__WHAT TO WORK ON__.
Gather every line in the records below that contains the word "road", matching case exactly.
[start INPUT]
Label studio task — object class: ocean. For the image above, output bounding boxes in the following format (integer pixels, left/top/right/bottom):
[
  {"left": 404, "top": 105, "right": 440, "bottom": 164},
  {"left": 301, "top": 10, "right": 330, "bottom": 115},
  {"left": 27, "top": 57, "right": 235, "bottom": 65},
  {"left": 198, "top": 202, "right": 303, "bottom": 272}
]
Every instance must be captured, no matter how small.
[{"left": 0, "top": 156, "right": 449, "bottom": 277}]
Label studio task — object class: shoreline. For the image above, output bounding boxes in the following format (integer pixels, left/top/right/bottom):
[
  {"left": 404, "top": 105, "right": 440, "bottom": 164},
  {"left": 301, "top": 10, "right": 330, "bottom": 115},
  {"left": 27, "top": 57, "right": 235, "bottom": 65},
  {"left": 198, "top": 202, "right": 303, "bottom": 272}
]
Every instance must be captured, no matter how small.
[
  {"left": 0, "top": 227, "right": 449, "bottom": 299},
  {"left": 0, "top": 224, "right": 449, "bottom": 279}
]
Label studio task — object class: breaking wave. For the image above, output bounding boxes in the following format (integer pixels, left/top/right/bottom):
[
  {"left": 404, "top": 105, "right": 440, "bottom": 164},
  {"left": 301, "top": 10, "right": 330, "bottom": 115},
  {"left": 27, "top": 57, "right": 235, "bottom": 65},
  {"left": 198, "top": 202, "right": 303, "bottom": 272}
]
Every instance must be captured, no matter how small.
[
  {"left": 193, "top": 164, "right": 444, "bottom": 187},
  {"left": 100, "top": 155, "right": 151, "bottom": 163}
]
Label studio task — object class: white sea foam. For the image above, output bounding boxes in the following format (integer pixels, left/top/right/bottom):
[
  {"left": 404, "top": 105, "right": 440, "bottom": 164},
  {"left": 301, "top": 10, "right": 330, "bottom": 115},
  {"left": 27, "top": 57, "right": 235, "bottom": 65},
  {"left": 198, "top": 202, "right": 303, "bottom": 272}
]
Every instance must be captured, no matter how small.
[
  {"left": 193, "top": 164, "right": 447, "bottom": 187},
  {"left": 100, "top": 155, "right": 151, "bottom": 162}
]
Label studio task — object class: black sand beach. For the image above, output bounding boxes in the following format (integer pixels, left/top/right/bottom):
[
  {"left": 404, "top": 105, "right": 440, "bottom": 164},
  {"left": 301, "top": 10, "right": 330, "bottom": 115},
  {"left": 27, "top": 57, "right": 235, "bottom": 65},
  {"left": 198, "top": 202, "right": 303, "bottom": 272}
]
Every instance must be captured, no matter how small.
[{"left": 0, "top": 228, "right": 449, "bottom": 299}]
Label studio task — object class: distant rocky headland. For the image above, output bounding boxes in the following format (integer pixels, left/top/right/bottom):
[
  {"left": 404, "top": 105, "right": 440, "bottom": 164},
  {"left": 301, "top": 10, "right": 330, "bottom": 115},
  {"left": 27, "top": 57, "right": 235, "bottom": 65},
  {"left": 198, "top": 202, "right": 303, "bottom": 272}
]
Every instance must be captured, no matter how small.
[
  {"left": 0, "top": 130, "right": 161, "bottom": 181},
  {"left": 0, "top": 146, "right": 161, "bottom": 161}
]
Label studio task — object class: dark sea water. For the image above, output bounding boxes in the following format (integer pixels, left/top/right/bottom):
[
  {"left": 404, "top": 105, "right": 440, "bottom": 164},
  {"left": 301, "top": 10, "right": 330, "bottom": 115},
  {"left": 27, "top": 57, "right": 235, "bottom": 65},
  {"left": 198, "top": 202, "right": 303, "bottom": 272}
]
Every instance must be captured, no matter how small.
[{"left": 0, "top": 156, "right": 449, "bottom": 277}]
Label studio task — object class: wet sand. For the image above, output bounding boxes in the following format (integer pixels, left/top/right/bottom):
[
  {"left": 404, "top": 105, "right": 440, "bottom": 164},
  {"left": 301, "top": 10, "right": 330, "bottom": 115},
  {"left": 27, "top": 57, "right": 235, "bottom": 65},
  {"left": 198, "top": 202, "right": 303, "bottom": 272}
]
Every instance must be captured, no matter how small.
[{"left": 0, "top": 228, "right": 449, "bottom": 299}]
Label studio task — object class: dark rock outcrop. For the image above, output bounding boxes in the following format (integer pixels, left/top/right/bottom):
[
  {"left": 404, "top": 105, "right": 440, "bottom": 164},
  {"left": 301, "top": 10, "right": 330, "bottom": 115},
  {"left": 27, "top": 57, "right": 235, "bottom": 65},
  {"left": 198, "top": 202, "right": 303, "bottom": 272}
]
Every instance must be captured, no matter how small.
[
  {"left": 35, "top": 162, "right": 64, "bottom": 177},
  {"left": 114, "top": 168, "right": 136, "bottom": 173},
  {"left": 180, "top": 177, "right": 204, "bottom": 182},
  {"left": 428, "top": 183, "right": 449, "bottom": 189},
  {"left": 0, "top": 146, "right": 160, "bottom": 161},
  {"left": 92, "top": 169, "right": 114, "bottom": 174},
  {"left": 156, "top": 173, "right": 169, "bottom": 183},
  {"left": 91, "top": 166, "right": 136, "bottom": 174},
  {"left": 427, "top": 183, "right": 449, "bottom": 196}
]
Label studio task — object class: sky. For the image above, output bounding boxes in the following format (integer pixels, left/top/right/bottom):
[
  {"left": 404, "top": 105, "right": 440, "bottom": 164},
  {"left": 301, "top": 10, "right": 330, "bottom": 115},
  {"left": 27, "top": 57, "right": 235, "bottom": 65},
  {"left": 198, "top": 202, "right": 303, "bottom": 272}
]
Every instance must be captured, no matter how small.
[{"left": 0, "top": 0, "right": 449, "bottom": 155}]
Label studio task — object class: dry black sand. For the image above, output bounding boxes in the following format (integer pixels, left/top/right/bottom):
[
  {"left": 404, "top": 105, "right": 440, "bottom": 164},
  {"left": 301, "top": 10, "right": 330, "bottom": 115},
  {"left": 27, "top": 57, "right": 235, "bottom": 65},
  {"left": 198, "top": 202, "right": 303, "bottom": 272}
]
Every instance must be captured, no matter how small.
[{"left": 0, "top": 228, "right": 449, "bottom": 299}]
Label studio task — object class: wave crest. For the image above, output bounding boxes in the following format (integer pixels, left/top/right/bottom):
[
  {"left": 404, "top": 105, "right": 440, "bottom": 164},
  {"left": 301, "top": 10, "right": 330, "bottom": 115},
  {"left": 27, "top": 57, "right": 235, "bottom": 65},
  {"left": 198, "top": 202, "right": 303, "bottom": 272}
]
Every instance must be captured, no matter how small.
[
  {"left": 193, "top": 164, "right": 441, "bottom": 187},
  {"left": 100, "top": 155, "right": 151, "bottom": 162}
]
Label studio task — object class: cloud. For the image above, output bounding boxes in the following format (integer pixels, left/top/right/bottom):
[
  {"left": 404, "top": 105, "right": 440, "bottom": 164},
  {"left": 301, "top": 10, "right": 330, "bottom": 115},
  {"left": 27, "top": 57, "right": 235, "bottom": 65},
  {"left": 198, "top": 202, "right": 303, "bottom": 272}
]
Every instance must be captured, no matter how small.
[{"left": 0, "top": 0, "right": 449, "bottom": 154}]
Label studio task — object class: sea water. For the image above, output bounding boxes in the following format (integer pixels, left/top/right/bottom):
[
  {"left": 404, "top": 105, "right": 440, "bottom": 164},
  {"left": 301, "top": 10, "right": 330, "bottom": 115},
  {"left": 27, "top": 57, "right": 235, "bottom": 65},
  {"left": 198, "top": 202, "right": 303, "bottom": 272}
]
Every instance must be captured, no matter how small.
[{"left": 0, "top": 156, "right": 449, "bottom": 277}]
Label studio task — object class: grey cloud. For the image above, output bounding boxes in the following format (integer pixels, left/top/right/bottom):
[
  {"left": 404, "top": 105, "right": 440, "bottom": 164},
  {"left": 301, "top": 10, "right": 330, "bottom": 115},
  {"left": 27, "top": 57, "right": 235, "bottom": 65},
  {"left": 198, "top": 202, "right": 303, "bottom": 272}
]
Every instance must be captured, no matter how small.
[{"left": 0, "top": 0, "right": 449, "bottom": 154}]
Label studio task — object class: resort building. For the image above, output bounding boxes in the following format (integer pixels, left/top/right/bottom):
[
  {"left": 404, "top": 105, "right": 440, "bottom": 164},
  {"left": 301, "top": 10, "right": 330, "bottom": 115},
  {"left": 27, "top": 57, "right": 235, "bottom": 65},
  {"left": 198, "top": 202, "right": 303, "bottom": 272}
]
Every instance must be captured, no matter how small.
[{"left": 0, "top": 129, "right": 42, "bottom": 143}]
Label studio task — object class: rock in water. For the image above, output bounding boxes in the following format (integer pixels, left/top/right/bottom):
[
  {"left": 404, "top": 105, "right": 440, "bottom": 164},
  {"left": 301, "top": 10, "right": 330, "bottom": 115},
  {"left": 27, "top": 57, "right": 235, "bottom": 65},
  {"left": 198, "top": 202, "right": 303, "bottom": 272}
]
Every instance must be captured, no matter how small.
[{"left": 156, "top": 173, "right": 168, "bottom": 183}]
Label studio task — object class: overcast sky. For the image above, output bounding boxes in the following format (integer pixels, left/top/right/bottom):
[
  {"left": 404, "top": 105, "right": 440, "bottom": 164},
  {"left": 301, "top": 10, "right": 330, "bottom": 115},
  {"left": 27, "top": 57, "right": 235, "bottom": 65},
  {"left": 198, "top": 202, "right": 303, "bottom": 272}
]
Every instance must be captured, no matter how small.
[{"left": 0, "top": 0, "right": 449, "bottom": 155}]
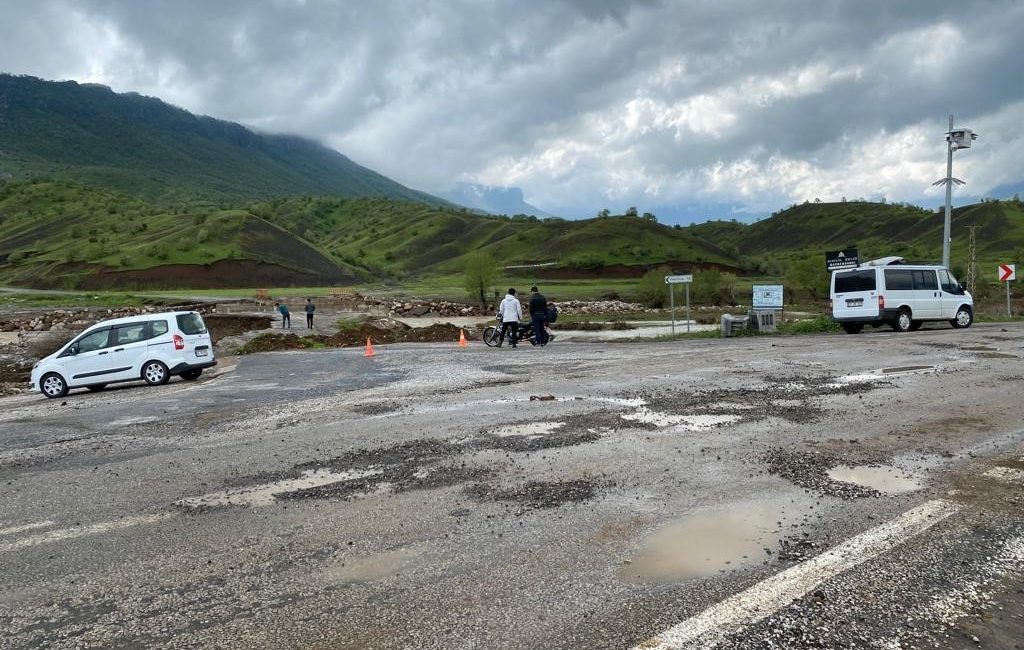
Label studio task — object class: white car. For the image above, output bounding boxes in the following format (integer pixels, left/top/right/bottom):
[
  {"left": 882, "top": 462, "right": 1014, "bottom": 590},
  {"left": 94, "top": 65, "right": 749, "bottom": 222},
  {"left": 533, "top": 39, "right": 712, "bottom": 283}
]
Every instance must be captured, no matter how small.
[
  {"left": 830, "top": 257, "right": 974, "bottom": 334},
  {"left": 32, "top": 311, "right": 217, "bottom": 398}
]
[end INPUT]
[start INPUT]
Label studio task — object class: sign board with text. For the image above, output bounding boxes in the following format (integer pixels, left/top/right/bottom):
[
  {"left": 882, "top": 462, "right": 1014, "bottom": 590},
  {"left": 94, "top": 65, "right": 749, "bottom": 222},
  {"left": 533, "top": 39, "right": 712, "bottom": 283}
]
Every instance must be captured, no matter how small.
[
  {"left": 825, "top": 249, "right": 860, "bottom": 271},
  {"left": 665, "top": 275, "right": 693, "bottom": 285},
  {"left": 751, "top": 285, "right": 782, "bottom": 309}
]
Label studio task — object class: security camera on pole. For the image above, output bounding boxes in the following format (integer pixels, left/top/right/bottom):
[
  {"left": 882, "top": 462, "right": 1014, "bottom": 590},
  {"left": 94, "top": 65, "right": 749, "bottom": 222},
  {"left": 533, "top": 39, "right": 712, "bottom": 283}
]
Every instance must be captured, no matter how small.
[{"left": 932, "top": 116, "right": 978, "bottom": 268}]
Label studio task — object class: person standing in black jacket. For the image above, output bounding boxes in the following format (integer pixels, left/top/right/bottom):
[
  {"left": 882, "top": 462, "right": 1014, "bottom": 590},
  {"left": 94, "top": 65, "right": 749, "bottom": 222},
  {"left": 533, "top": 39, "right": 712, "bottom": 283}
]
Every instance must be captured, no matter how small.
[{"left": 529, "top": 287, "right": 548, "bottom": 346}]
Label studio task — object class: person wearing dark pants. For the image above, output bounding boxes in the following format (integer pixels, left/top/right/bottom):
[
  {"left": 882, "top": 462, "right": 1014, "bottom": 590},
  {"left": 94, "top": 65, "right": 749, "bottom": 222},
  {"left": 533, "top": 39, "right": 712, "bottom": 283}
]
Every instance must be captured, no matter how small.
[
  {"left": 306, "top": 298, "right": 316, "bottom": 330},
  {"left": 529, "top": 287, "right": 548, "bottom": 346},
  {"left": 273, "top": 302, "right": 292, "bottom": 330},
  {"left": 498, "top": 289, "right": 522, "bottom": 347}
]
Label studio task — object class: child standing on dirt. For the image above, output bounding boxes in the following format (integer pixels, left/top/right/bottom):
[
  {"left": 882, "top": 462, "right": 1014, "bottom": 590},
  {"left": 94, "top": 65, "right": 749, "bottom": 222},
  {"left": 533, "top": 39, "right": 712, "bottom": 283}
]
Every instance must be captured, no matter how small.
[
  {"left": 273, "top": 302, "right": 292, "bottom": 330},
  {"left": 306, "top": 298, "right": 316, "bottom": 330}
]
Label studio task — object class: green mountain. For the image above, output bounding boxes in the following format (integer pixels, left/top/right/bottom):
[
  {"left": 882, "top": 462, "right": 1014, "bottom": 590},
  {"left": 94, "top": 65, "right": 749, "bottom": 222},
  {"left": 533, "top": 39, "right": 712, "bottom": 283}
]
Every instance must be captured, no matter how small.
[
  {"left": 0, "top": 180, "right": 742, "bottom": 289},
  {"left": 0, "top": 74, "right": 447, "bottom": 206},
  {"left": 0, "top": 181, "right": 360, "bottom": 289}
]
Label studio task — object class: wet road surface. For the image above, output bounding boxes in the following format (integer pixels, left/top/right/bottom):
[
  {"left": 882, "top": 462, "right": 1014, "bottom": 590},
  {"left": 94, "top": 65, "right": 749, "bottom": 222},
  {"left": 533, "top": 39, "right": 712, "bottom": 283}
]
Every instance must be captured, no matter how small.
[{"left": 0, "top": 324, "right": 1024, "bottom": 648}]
[end INPUT]
[start INPUT]
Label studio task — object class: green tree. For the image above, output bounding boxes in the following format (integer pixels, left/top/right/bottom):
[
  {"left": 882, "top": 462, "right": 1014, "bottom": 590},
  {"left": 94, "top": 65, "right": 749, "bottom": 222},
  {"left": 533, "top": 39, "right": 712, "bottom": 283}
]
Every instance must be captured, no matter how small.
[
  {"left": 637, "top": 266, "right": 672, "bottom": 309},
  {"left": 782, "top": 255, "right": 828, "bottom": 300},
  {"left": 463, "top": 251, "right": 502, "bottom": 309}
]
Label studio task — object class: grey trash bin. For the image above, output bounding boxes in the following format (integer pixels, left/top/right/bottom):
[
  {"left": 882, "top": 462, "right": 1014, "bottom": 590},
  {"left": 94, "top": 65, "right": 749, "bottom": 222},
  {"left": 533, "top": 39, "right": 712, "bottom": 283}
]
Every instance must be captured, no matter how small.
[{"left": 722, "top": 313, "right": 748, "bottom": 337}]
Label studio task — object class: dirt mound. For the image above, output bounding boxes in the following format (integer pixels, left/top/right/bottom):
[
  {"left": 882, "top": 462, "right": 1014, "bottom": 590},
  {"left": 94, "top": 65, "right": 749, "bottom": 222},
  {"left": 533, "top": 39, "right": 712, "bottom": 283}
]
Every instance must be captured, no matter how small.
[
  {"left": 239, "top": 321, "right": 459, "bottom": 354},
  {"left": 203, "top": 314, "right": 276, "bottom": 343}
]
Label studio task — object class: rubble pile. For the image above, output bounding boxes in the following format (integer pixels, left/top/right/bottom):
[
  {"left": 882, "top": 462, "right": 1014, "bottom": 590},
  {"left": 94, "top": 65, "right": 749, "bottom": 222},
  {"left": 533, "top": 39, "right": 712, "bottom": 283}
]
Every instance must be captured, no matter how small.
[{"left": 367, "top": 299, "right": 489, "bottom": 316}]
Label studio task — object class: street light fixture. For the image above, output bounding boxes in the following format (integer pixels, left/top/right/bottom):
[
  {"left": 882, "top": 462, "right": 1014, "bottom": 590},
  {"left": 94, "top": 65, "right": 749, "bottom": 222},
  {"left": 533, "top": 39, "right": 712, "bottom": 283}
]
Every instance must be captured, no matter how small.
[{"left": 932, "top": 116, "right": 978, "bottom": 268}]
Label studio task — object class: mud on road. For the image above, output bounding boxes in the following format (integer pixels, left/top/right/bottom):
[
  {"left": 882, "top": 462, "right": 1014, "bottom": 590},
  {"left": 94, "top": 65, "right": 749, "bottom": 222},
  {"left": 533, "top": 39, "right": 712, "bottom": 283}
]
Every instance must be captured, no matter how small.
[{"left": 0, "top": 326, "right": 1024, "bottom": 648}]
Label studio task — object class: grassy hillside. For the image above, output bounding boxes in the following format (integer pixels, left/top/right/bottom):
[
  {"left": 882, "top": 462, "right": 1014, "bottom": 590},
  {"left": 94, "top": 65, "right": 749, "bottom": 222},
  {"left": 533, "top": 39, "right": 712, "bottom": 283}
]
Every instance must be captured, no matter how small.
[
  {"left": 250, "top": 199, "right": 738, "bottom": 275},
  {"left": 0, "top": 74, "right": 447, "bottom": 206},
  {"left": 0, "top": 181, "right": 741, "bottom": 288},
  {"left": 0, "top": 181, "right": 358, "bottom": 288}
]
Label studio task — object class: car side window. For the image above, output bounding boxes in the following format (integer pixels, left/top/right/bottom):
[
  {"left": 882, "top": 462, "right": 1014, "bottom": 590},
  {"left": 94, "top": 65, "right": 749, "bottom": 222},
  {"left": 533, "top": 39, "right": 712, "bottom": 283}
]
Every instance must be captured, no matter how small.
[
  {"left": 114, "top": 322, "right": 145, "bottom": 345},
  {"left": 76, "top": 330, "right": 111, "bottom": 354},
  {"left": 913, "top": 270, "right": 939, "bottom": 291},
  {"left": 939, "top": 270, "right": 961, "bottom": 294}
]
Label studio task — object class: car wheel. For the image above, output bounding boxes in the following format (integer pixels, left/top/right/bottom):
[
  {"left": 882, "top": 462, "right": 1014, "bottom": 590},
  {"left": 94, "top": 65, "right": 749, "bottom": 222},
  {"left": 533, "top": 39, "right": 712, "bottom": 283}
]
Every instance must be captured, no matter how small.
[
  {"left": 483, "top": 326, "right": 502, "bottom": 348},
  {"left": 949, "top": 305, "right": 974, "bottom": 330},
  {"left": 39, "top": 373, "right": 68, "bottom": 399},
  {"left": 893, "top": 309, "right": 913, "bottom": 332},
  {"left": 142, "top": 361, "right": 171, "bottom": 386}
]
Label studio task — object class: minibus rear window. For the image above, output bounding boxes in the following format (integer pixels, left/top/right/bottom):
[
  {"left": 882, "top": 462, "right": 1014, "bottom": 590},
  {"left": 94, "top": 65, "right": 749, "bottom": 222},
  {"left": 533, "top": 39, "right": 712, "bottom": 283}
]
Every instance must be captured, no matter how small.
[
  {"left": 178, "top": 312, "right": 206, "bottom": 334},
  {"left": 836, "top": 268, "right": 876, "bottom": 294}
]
[end INPUT]
__SOLUTION TO THE PROBLEM__.
Label studio task — object class: wet road surface. For the image above, output bounding boxes in the following format (integer pixels, left/top/right/bottom):
Label studio task — object class: mud on road. For the image above, output bounding boxes in the following format (integer pixels, left/top/right/bottom):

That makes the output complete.